» **Short problem**: Express these rows as a two-column CSV with the headers request and answer. Give one line per row, and put its text and its answer each in a single quoted field with every line break replaced by a space.

(Collected data rows)
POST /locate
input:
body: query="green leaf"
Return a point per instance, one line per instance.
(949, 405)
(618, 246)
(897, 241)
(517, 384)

» **Written reply**:
request,answer
"POST /locate input: body: query=""green leaf"" Return a point per instance, one line per instance.","(949, 405) (618, 246) (897, 241) (517, 384)"